*Set task*. Gather every line in the listing below that contains the string "plant", treating uppercase and lowercase letters as distinct.

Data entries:
● ● ●
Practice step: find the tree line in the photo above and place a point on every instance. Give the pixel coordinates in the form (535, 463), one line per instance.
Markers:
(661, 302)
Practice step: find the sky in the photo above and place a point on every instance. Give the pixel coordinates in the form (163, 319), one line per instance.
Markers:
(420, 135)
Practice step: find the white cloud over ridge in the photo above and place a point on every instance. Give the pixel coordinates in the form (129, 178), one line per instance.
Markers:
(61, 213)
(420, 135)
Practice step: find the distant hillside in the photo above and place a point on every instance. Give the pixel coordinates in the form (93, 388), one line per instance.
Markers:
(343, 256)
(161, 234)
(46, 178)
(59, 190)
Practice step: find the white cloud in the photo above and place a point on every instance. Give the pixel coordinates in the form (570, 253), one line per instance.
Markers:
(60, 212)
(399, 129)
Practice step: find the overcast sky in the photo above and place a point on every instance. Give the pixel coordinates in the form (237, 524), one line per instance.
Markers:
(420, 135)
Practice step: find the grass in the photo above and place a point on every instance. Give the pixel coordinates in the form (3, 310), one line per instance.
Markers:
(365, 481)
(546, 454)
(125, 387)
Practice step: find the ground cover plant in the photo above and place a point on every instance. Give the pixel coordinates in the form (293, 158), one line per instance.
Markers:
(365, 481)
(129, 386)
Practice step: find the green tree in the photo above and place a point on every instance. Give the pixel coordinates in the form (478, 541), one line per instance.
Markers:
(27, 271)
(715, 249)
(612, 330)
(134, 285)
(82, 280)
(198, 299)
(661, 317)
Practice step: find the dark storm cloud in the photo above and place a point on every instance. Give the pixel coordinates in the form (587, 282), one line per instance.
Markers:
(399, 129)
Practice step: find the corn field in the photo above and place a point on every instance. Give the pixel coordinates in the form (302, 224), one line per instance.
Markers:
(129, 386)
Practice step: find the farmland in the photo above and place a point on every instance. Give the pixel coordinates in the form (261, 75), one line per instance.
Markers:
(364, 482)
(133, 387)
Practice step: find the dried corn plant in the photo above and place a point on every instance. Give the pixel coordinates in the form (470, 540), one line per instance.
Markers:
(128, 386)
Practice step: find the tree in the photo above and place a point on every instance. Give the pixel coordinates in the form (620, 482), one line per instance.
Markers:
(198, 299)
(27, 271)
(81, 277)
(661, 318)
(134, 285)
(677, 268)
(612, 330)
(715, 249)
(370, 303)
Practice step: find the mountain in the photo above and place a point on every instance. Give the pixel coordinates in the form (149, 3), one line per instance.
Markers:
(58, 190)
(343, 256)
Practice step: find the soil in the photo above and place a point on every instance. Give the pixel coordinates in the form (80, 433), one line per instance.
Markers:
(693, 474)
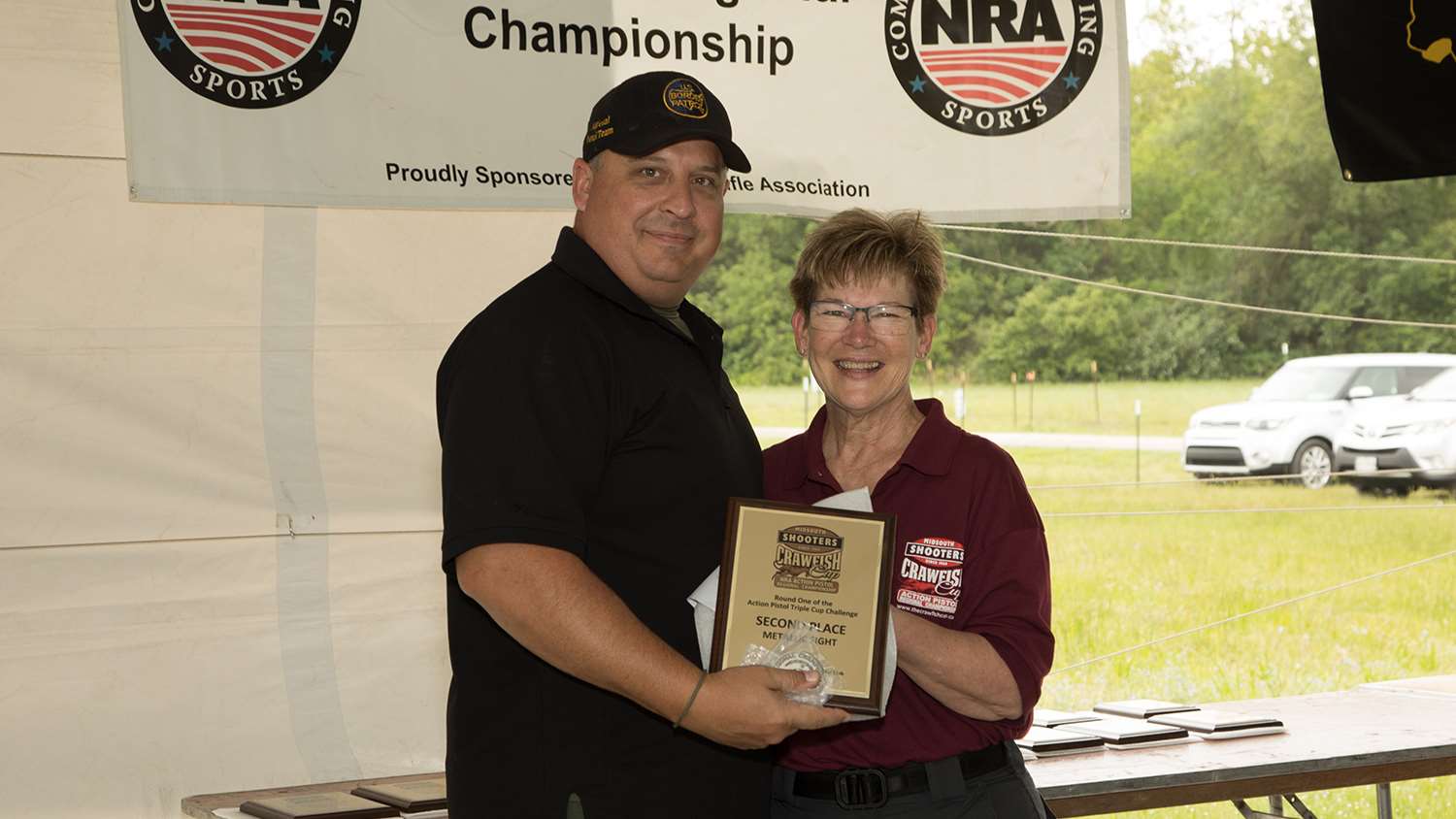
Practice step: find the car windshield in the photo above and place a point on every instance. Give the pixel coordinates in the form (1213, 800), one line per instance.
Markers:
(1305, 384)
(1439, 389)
● ● ●
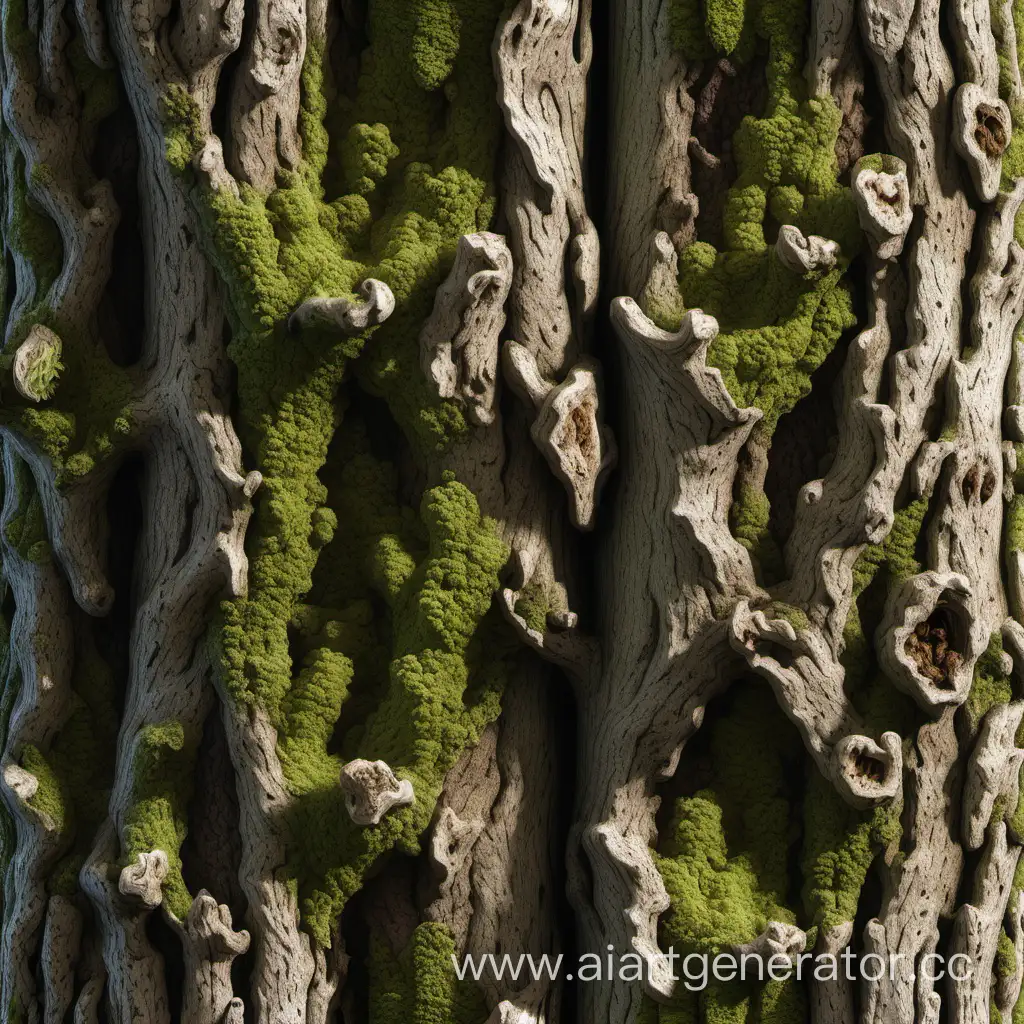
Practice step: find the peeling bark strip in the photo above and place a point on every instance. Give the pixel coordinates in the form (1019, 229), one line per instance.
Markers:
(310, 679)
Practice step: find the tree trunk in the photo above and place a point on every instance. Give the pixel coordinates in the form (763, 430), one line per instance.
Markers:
● ● ●
*Complete output*.
Practice step: find the ground cover plant in the photo above and place a point on every instance. Give the pixel coordinates in the form (293, 158), one line per instance.
Practice step: find the dried corn plant in the photo above and place a point on every instance. Give the pixel coordinates in the form (470, 540), one line per instance.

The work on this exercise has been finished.